DIRECTIONS: Quote every one of the records below word for word, with no changes.

ENTRIES PROVIDED:

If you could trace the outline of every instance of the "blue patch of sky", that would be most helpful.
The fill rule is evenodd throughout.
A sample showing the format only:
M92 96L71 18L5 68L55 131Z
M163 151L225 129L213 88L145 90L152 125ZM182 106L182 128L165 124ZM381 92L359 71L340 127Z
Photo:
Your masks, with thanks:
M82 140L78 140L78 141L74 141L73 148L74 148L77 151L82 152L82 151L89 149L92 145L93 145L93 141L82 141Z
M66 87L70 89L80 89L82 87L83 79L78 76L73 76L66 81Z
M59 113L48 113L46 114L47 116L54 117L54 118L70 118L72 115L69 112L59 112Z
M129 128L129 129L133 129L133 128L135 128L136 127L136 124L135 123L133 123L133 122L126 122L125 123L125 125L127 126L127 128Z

THE RESULT:
If you could trace the outline of every instance of the "blue patch of sky", that would be most helpful.
The fill rule is evenodd throughout.
A sample showing the format only:
M92 96L71 18L5 68L55 131Z
M163 151L225 129L213 88L145 90L152 125ZM182 106L182 128L165 124ZM381 92L359 71L340 127Z
Photo:
Your masks, with thanks:
M82 140L78 140L78 141L74 141L73 148L74 148L77 151L82 152L82 151L89 149L92 145L93 145L93 141L82 141Z
M66 87L70 89L80 89L82 87L83 79L78 76L73 76L66 81Z
M59 113L48 113L46 114L47 116L54 117L54 118L70 118L72 115L69 112L59 112Z
M129 128L129 129L133 129L133 128L135 128L136 127L136 124L135 123L133 123L133 122L126 122L125 123L125 125L127 126L127 128Z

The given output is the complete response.